** begin Given passage **

Hello again,

On 04/23/2018 06:55 PM, Viktor Dukhovni wrote:
>> On Apr 23, 2018, at 12:25 PM, mario.barbosa+postfixus...@gmail.com wrote:
>>
>> Upon further inspection, I figured out what is probably obvious to you
>> by now: the office 365 lists do not change the 'Sender:' header of the
>> original message, and when it comes back to be delivered to its
>> '@example.com' members, it bumps into...
> 
> Minor correction, the relevant address is the envelope sender, and
> not any message header such as "Sender:".  The envelope is transmitted
> separately alongside the message, but is not part of the message.

Correct. Thank you.


>> smtpd_sender_restrictions =
>>      permit_mynetworks,
>>      reject_sender_login_mismatch,
>>      check_policy_service unix:private/sender_policy_incoming
>>
>> ... namely, that reject_sender_login_mismatch policy, because during the
>> SMTP session the MAIL FROM is set by outlook.com servers as
>> 'sending-u...@example.com' (and those servers have obviously not logged
>> in as that user).

** end Given passage **
** begin Supplied data **

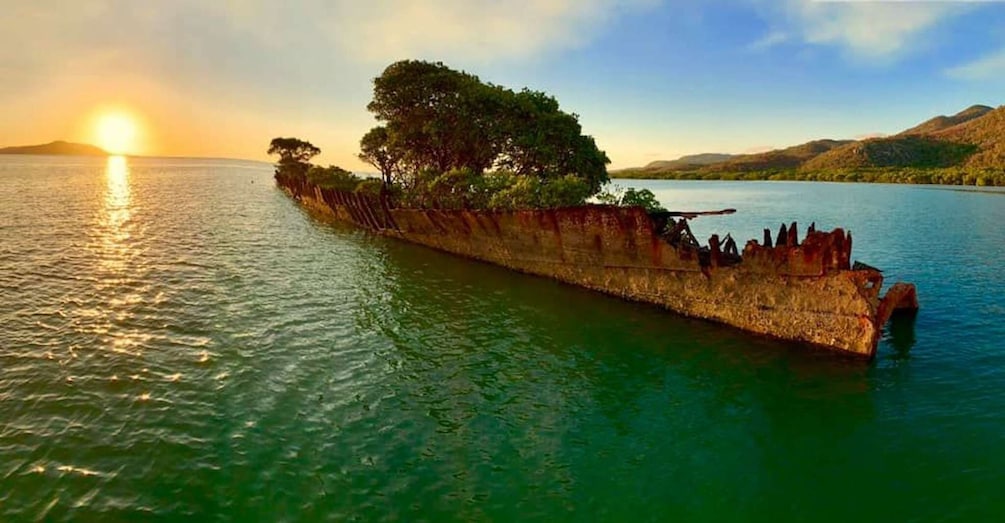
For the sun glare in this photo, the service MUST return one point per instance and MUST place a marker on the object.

** end Supplied data **

Given instruction 1: Restate the paragraph of the Postfix email that begins "Minor correction, the relevant address" more briefly, keeping its main facts.
Given instruction 2: Pick up the Postfix email where it stops and continue it.
The listing has no connection to the Postfix email.

Expected answer 1: The address that matters is the envelope sender, not a header such as "Sender:". The envelope travels with the message but is not part of it.

Expected answer 2:
> 
> Correct.
> 
>> Temporarily, with help of 'smtpd_restriction_classes' and
>> 'check_client_access' I have managed to relax the
>> 'reject_sender_login_mismatch' requirement on mails coming from the
>> office 365 servers, but I'd like to plug that hole as soon as possible.
> 
> Actually, that's about the best you can do, unless you sign the outbound
> mail with DKIM *and* transit through Office365 does not invalidate those
> signatures, *and* you narrow the scope of your current policy of rejecting
> potentially forged sender addresses with:
> 
>    
> http://www.postfix.org/postconf.5.html#reject_authenticated_sender_login_mismatch

I already narrow the scope as you recommend: outlook servers get
'reject_authenticated_sender_login_mismatch', all others get
'reject_sender_login_mismatch'.
We already DKIM-sign outbound email. I have to check if those signatures
remain valid after going through Office365 servers (I think so).


> and finally you implement some content or proxy filter that allows external
> email from your domain if DKIM authenticated, and otherwise rewrites the
> From: and/or Sender: address or (with proxy filter only) perhaps rejects
> the message.
> 
>> So, my question to you is, what is the current best practice to deal
>> with this?
> 
> Roughly what you're doing, unless you want to invest some real effort
> to implement DKIM-based anti-spoofing.


Got any pointers on how to do this? What should I put in my to-read list
next?

Thank you again.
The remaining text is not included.